Attach an Internet Exchange peering connection to a Megaport port — discover IX network services, buy, update peering details, and decommission

Prerequisites

  • Megaport CLI installed and authenticated
  • An existing Megaport port (see the Port Lifecycle tutorial)
  • A registered ASN — public or private
  • Basic BGP knowledge recommended

An Internet Exchange (IX) connection lets you peer with hundreds of other networks at a regional fabric point — public peering for content delivery, transit, and direct route exchange without paying per-bit transit costs.

On Megaport, an IX is a virtual connection that attaches to an existing port. You bring your own ASN and MAC address; Megaport delivers a tagged VLAN onto the exchange.


Step 1 — Find the right exchange

IX availability is per-metro. List existing IX connections on your account to see what's been deployed, or check the Megaport portal for available exchanges per region.

> **WHAT IS EXPECTED**:
Print the portion of the Internet Exchange tutorial starting with "Step 1 — Find" and going on through "exchanges per region.". The records have no role in this.

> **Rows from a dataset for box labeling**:
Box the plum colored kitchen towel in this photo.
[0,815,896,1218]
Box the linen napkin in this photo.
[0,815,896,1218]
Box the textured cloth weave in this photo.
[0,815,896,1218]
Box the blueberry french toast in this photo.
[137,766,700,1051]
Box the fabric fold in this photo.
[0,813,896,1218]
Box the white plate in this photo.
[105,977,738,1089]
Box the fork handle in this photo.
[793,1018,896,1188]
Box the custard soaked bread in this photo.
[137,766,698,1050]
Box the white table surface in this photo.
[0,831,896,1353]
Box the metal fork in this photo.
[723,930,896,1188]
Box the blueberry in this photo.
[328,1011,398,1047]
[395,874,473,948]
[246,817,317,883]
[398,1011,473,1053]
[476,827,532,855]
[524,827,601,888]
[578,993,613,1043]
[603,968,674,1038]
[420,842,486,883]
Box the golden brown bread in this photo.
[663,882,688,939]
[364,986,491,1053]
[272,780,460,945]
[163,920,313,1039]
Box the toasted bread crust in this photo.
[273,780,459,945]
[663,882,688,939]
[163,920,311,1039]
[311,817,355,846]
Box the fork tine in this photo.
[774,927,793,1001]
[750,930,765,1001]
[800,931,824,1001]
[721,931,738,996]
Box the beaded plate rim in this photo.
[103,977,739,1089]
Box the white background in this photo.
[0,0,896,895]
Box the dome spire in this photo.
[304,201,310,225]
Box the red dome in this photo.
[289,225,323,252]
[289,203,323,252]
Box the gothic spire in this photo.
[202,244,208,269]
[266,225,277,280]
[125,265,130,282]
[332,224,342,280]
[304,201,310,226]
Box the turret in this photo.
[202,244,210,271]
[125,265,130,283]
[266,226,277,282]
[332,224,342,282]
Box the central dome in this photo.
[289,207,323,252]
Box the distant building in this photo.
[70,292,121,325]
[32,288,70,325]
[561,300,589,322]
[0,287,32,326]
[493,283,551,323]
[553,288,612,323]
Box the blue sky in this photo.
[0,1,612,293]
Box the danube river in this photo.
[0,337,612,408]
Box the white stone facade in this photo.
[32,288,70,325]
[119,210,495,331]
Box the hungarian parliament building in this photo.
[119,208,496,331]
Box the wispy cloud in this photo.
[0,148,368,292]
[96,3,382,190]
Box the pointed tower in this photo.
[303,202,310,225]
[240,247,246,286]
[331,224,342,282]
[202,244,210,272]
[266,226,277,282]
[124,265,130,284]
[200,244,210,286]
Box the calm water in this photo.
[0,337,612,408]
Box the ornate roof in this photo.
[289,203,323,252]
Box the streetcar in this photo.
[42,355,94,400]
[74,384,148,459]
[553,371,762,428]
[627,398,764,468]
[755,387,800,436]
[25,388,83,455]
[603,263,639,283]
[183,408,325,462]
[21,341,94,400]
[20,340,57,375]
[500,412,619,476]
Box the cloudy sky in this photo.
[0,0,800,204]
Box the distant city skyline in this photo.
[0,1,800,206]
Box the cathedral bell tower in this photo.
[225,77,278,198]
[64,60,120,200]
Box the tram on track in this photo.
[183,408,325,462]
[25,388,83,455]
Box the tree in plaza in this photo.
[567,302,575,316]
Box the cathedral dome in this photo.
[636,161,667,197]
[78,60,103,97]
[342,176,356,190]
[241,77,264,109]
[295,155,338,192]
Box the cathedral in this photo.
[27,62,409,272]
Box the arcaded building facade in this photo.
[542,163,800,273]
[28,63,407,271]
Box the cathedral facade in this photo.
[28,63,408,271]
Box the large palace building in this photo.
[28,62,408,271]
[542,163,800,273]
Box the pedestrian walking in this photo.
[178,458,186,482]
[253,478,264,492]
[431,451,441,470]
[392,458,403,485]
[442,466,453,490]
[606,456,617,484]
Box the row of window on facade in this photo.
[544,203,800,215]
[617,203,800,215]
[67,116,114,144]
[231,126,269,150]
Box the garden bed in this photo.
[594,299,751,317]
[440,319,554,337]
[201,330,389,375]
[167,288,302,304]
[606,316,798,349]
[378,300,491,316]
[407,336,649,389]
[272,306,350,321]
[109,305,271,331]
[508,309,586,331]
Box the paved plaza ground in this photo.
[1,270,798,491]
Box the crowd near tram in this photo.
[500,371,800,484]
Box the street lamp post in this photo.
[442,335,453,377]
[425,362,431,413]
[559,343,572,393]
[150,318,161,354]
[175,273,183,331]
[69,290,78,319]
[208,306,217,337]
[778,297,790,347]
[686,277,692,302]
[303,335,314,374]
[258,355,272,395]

> **OUTPUT FOR THIS TASK**:
Step 1 — Find the right exchange

IX availability is per-metro. List existing IX connections on your account to see what's been deployed, or check the Megaport portal for available exchanges per region.